### Brontekst:

Als je een minishovel zoekt in het 2,5 tons-segment én je wilt een elektrische, dan is er niet zo veel keus. TREKKER testte 6 elektrische minishovels in een omvangrijke vergelijkingstest. Het merk Weidemann scoort de meest punten, gevolgd door Giant en Relly. Hier alle ins & outs over de 6 geteste elektrische minishovels.

Hoewel er meer dan dertig leveranciers zijn die je een 2,5 ton zware minishovel met dieselmotor willen verkopen, blijft er maar een handvol fabrikanten over als je specifiek vraagt om een elektrische. Zes zijn het er dan. Daarbij moeten we nuanceren dat het grootste model dat het Duitse Schäffer (momenteel) bouwt, de 23E, met een eigen gewicht van 2.235 kg eigenlijk te licht is.

Afijn, zes miniloaders dus. We gaan het niet hebben over of je moet kiezen voor een diesel-minishovel of een elektrische minishovel. We gaan puur in op de vraag: welke van de zes elektrische minishovels presteert het beste in een grote minishoveltest? Daarvoor zijn de machines vier weken getest op een melkveebedrijf in Noord-Brabant. Na die vier weken wezen we Weidemann aan als winnaar, gevolgd door de Giant op plek twee.

Lees verder onder de staafdiagrammen, foto’s, kader en video; bekijk onderaan dit artikel de 6 geteste elektrische minishovels

In deze staafdiagram staat het eindresultaat. Onderop, in de grauwe tinten, staat het aantal punten dat de minishovels kregen voor de meetresultaten. Relly en Giant scoren hier het beste. Er bovenop, in de blauwe tinten, staan de punten voor de praktijkbeoordelingen: hier scoren Weidemann en JCB het beste. En er bovenop, in de gele bolletjes, lees je het totaal van die twee. De elektrische Weidemann scoort de meeste punten (764), gevolgd door Giant (757) en Relly (722).

### Schriftelijke opdracht A:
Welk merk scoort volgens de brontekst over elektrische minishovels de meeste punten, en hoeveel?
De brontekst en de rijen staan volledig los van elkaar.

### Te gebruiken gegevens:
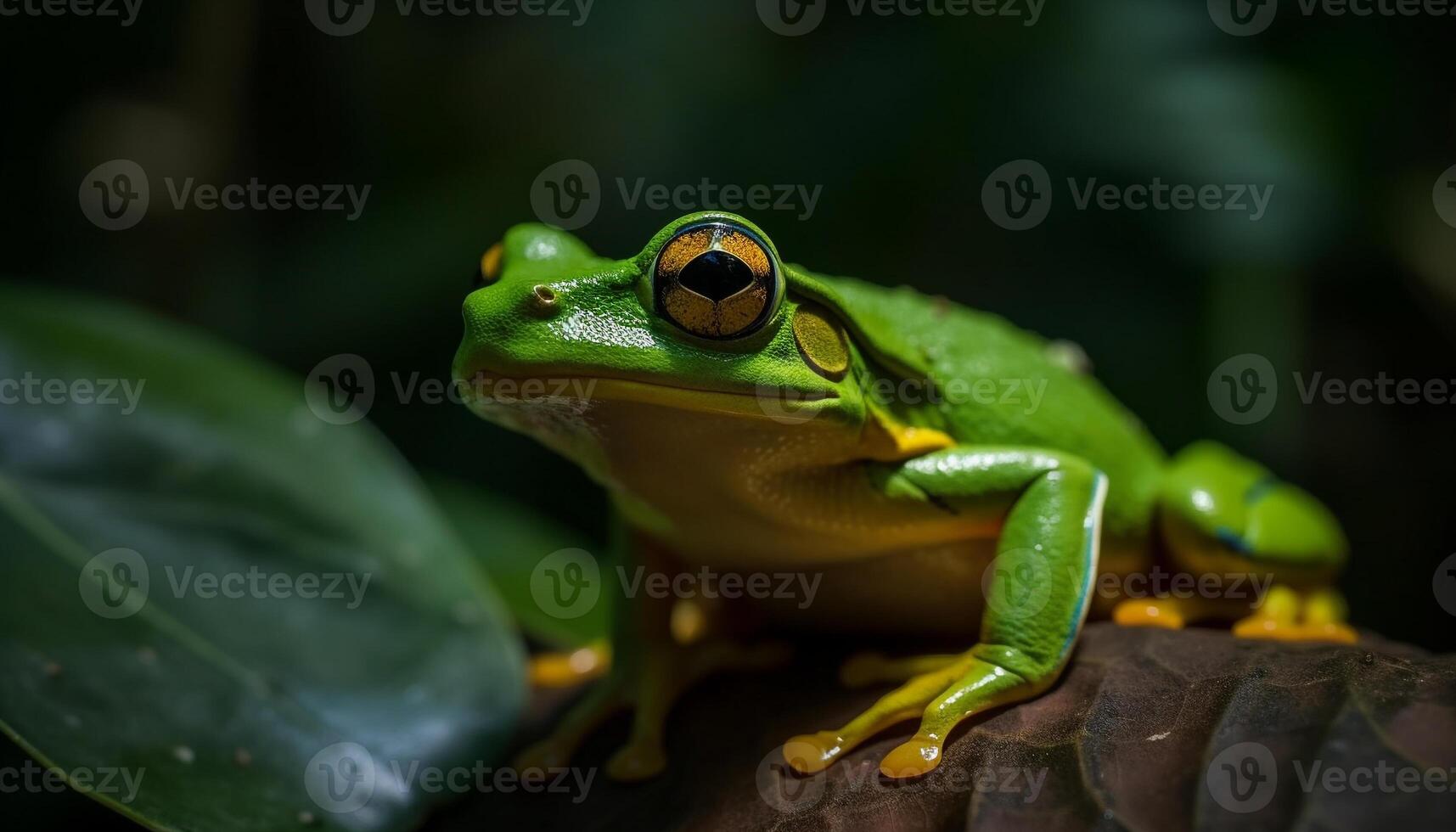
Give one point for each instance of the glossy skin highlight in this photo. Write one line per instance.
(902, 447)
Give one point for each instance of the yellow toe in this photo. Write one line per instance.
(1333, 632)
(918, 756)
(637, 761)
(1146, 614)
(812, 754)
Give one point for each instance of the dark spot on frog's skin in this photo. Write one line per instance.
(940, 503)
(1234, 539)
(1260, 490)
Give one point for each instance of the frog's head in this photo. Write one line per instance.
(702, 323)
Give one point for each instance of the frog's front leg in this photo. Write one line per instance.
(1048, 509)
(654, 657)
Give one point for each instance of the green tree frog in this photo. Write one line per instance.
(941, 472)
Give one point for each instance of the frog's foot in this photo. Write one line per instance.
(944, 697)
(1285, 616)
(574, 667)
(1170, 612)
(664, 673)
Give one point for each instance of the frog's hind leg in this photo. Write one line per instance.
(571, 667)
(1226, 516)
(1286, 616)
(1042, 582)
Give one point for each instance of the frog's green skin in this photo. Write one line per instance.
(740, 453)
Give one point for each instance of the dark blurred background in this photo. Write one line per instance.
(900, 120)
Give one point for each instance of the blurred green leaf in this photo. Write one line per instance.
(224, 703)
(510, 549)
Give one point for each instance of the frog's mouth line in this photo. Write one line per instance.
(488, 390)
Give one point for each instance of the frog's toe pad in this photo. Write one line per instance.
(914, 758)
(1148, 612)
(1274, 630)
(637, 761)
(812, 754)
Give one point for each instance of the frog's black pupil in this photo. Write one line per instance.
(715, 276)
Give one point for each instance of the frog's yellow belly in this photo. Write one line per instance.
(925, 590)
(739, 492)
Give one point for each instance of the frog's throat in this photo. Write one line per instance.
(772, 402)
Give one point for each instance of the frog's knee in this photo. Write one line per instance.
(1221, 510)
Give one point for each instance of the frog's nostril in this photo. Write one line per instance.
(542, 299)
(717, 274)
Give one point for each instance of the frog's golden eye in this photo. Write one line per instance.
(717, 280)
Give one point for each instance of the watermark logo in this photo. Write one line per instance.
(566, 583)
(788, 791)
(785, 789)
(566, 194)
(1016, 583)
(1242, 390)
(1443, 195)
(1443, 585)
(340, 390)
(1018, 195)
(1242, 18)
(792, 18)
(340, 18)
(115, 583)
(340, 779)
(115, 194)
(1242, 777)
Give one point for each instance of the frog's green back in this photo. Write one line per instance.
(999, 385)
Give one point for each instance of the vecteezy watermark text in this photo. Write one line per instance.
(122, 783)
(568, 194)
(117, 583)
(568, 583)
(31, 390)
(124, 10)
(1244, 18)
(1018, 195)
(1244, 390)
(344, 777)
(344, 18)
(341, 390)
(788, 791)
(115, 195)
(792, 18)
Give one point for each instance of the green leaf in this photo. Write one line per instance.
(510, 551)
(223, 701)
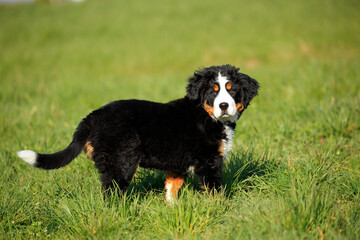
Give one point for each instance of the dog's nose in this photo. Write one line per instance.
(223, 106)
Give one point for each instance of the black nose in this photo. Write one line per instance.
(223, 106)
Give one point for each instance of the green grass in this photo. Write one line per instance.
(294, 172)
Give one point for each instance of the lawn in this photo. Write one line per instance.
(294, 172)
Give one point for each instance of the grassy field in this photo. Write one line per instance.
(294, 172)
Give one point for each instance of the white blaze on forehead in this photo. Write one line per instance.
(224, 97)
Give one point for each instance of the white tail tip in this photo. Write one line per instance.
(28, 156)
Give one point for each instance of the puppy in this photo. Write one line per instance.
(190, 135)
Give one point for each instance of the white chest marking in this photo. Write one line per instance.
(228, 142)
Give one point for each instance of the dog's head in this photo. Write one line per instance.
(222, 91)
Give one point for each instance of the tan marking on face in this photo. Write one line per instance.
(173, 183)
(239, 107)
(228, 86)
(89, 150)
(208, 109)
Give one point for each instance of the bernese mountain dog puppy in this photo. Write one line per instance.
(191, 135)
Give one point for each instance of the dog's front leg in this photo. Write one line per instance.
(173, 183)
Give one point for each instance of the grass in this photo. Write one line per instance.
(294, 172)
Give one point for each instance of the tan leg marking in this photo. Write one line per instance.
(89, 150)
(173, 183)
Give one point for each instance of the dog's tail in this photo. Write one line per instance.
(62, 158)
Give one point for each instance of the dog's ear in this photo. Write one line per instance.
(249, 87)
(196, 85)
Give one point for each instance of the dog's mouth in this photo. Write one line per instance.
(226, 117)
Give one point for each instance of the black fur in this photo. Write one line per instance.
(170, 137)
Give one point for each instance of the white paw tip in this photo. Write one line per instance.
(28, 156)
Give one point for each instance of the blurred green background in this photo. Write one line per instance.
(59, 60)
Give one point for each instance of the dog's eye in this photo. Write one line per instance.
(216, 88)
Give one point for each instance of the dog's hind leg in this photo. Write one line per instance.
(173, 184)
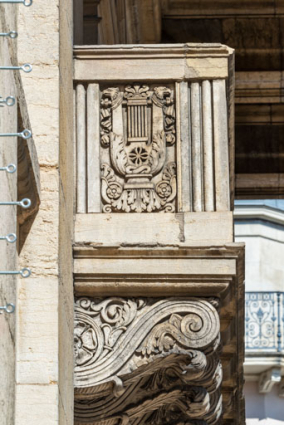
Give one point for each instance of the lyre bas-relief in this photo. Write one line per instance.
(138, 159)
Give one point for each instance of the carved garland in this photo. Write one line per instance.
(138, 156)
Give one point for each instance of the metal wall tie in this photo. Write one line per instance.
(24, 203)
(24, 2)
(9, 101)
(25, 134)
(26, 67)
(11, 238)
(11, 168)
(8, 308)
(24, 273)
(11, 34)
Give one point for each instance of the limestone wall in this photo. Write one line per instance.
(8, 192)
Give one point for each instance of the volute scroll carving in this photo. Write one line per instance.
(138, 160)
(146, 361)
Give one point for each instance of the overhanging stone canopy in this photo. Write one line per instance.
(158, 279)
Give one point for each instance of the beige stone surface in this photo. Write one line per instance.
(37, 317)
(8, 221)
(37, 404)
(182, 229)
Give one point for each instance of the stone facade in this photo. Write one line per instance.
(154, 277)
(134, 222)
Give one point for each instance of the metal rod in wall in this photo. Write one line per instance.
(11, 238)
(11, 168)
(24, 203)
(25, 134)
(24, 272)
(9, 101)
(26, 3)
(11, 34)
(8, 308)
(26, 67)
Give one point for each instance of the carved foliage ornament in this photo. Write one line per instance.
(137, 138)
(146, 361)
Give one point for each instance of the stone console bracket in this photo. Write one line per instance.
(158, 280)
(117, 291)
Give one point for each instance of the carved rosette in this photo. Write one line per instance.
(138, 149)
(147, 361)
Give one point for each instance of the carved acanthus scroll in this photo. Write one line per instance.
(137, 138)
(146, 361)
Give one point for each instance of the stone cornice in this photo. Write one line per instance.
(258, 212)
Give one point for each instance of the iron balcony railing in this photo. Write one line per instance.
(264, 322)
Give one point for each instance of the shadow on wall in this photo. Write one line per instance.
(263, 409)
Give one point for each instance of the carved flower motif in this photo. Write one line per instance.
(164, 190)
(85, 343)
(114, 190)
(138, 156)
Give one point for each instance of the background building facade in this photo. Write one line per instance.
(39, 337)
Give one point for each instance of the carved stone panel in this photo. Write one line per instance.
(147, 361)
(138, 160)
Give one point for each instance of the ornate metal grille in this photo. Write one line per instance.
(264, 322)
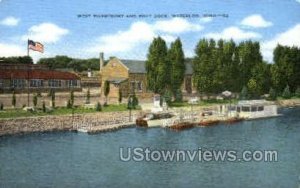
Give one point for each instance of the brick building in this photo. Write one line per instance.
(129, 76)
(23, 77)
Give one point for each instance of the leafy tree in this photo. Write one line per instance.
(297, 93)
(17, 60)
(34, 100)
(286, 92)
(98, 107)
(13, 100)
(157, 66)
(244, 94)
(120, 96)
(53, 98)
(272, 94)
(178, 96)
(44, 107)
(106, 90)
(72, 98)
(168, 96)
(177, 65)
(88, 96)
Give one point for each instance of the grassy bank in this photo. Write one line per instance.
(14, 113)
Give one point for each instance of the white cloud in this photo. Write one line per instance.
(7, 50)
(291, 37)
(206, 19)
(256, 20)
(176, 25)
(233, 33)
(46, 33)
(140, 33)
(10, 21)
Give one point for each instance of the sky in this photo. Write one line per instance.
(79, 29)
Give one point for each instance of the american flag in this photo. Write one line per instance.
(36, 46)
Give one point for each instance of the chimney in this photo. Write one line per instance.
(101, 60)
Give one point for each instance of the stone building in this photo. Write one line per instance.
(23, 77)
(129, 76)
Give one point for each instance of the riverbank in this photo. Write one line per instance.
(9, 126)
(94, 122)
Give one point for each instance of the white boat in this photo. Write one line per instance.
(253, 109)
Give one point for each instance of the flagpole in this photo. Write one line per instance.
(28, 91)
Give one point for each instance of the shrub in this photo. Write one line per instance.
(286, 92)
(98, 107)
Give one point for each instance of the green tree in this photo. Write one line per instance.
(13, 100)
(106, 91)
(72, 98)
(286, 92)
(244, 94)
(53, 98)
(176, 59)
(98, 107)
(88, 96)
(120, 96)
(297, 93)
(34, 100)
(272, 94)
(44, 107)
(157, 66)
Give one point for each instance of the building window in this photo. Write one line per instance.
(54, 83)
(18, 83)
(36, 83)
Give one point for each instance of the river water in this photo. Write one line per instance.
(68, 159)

### Schriftelijke opdracht B:
Laat alsjeblieft elke rij zien waarin de string "background" voorkomt, waarbij hoofdletters en kleine letters verschil maken.

### Resultaat A:
Weidemann, met 764 punten.

### Resultaat B:
Give one point for each instance of the dark blurred background in this photo. Write one line per instance.
Give one point for each instance of the blurred green background in this photo. Write one line per instance.
Give one point for each instance of the background building facade in this photo. Write one line per instance.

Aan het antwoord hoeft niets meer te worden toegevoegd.